**The data**
:::::

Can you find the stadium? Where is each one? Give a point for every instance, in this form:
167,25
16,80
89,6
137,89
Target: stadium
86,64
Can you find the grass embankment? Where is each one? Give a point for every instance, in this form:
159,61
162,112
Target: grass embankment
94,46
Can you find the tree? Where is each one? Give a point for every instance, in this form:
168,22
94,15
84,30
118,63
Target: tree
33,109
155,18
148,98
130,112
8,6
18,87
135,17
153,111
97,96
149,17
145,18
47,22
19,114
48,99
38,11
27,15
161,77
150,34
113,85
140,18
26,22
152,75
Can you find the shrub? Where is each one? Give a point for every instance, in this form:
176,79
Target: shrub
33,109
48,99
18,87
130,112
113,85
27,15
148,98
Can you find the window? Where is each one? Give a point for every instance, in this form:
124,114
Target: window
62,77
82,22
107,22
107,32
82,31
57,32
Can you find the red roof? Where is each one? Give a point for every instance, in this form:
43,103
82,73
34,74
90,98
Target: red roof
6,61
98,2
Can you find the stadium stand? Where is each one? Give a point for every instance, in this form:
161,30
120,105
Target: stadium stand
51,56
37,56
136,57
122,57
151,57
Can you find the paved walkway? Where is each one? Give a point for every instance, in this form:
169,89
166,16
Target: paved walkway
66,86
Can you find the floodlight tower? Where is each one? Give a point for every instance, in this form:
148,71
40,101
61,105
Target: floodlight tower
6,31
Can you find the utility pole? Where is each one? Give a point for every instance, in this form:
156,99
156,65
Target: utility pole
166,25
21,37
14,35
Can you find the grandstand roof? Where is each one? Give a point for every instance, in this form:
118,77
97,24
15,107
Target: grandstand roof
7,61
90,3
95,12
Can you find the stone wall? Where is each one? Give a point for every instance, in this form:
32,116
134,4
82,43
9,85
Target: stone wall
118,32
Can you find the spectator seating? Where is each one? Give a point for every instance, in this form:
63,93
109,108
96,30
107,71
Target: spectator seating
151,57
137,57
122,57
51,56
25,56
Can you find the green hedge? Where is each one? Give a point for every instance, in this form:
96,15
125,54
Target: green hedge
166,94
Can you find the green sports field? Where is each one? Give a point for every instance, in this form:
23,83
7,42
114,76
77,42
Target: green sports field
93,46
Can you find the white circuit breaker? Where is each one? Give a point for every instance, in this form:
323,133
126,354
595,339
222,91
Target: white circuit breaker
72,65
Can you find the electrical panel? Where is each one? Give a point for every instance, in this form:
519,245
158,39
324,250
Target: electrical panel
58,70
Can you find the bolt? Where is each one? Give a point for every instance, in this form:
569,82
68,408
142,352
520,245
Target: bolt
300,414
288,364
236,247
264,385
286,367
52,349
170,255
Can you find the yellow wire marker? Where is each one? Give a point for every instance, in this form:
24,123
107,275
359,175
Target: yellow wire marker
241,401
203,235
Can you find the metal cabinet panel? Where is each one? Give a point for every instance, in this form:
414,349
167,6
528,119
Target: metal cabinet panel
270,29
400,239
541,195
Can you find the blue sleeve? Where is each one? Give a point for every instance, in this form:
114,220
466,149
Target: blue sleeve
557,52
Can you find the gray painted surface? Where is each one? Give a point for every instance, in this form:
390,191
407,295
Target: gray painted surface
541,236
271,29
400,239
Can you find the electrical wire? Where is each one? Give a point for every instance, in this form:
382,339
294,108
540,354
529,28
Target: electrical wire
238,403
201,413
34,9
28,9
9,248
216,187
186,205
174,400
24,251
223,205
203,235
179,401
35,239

:::::

**Task instructions**
Nothing but the lines from the line with "Can you find the stone" to the last line of the listing above should appear; please retype them exactly, both ends included.

**Exercise response**
Can you find the stone wall? Where is each one? Give a point for every instance, in this form:
32,116
134,4
82,43
9,85
Target: stone wall
118,32
Can you find the spectator seating? Where is each one? Give a point for every instance, in this form:
63,93
109,108
96,30
107,71
Target: spectator seating
151,57
137,57
122,57
51,56
25,56
Can you find the green hedge? Where is each one? Give a point for every instance, in this form:
96,15
125,54
Target: green hedge
166,94
Can you find the green sports field? Where is each one? Give a point for every instance, in this form:
23,83
7,42
114,76
77,42
Target: green sports field
93,46
Can you find the white circuit breaker? Where is each one? Give a point for every instance, in this form:
323,133
126,354
595,339
222,91
Target: white circuit breaker
72,65
Can you find the electrical panel? Where is each one? Give a point for every instance, in this form:
519,245
158,39
324,250
Target: electrical panel
58,70
Can you find the bolt? Where is each one? Give a point for every instance, in this form:
569,82
68,408
142,352
520,245
Target: bolt
300,414
288,364
236,247
264,385
286,367
52,349
170,255
Can you find the yellow wire marker? Where is each one? Give a point for every instance, in this form:
24,123
107,275
359,175
Target: yellow wire marker
241,401
203,235
Can you find the metal cabinet panel? Where is each one? Give a point for every instance, in this form:
414,349
167,6
528,119
Target: metal cabinet panel
270,29
400,239
541,195
Can you find the blue sleeve? Where is each one? Give a point for every instance, in this form:
114,220
466,149
Target: blue sleeve
557,52
Can you find the gray painted surface? Where is each one? Give a point for every instance, in this form:
390,191
407,295
Target: gray painted surface
541,236
271,29
400,239
Can you find the electrical wire? Where is each one? Give a point for every instance, in this form:
382,339
294,108
540,354
529,28
Target: electrical wire
238,403
201,413
34,9
28,9
9,248
216,187
186,205
174,400
24,251
223,205
203,235
179,401
35,239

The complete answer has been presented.